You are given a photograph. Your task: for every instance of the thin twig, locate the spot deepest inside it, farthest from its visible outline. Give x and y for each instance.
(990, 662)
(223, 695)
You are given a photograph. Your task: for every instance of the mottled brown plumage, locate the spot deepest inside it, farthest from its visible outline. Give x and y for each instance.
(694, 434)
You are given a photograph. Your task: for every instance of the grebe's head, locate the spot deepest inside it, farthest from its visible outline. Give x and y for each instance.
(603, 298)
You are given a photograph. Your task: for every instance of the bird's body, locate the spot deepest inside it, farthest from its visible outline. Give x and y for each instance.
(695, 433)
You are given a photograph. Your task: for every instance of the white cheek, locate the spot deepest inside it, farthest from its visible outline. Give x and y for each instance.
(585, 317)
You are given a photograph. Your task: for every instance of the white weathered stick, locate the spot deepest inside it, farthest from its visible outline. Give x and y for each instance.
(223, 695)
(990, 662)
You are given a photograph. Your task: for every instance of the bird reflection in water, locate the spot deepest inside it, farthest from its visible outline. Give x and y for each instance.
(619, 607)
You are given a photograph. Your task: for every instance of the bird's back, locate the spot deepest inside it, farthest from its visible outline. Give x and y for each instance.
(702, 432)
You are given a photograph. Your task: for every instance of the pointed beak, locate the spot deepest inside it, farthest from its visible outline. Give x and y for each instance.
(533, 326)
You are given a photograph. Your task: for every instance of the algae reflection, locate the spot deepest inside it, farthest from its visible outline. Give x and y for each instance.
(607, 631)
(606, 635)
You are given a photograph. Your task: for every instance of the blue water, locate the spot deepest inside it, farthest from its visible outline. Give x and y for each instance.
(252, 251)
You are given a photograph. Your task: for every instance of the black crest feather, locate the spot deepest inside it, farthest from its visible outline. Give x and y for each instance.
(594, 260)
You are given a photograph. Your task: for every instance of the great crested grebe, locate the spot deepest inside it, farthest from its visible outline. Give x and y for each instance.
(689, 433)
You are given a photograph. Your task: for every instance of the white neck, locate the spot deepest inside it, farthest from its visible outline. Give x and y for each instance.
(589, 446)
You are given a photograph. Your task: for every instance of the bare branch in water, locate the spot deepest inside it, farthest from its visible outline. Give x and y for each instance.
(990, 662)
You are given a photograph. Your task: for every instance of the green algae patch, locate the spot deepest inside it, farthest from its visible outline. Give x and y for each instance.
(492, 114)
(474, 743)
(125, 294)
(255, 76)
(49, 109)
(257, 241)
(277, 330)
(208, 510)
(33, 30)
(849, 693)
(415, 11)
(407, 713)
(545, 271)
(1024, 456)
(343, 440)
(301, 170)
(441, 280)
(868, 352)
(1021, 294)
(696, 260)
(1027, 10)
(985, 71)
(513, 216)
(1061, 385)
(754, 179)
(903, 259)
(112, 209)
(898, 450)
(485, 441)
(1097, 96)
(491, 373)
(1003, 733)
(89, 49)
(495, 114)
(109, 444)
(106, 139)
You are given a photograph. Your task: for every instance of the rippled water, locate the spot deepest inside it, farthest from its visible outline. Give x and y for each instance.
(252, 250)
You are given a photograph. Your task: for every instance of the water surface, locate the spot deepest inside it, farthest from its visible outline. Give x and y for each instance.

Exercise description: Each entry in the data should be restated exactly as it was written.

Response area:
You are given a photograph. Your task: for every instance of the thin twig, locate the spot deepest inside it, farthest from its visible outline. Give x and y for each instance.
(990, 662)
(223, 695)
You are given a photograph. Your task: for every instance of the mottled brown plumage, locate the spot deepest inside it, farthest from its visible outline. Give x and y for each instance.
(694, 434)
You are given a photograph. Your task: for every instance of the grebe's head, locate the spot deepest inside it, farthest from its visible outline. Give x and y for each instance.
(603, 298)
You are given a photograph. Your task: for every instance of the bird's body, locate the spot deepest inside it, farthest from its visible outline. Give x and y for each instance.
(695, 433)
You are given a photograph. Your task: for every instance of the white cheek, locate the spot deepest inside it, farthest from its visible outline. Give x and y for each instance.
(585, 317)
You are given a photograph. Your task: for every instance of the white weathered stick, locate the spot deepest inside it, farthest from its visible outline. Give x and y for each instance.
(223, 695)
(990, 662)
You are given a photograph. Your task: for every instance of the bird reflection in water, locate the spot deepest inside it, farthest from its visible outline. Give x and y for each instance.
(619, 607)
You are given a photograph. Your task: for every instance of the bird's back, locate the spot deepest inside it, farthest from its visible outline. Give x and y for each instance.
(702, 432)
You are given a photograph. Your task: for every instance of the pointed beak, locate the spot deepest inside it, farthest from its visible outline. Give x and y for each instance.
(533, 326)
You are given a photograph. Your task: for every instance of the algae reflection, locate the spot deepest inside it, farthest from its visible outline. Give x and y for each instance.
(607, 631)
(606, 635)
You are given a photograph. Your task: for every instance of the blue water, locate the spot deepest inside it, farthest from its visible outline. Give x and y for each instance.
(252, 251)
You are given a photograph. Your task: for every instance of the black crest feather, locate the spot deepest inside it, farthest from its visible outline. Give x and y for each instance.
(594, 260)
You are given a photograph. Your task: for every instance of the great crested grebe, locate the spot deepest inside it, farthest from its visible outline. Give x and y for each instance.
(689, 433)
You are given a photograph. Your task: for every instance of the white neck, locate the spot deepest inside it, farthest from its visible outline. Give x and y for each instance.
(589, 446)
You are given a photograph. Your task: for every instance of the bare branch in water, locate the spot deepest inside it, farthest from its visible outline. Give x and y for each instance.
(990, 662)
You are given a photograph. Your task: for every instance of the green algae patch, locate the spot deepest inside it, farthest from its visible outline. Give x and y for each instance.
(492, 114)
(474, 743)
(125, 294)
(255, 76)
(49, 109)
(257, 241)
(277, 330)
(208, 510)
(33, 30)
(849, 693)
(415, 11)
(407, 713)
(545, 271)
(1024, 456)
(343, 440)
(301, 170)
(441, 280)
(868, 352)
(1021, 294)
(696, 260)
(1027, 10)
(985, 71)
(513, 216)
(1061, 385)
(754, 179)
(903, 259)
(112, 209)
(898, 450)
(485, 441)
(1097, 96)
(491, 373)
(1003, 733)
(89, 49)
(495, 114)
(109, 444)
(106, 139)
You are given a photograph. Your task: for every instance of the rippled water, locate the spot deepest inside it, farthest from its visible outline. Give x and y for each instance.
(252, 250)
You are given a photograph. Your task: for every instance of the water surface, locate the spot deepest inside it, farthest from its visible outline. Give x and y for each instance.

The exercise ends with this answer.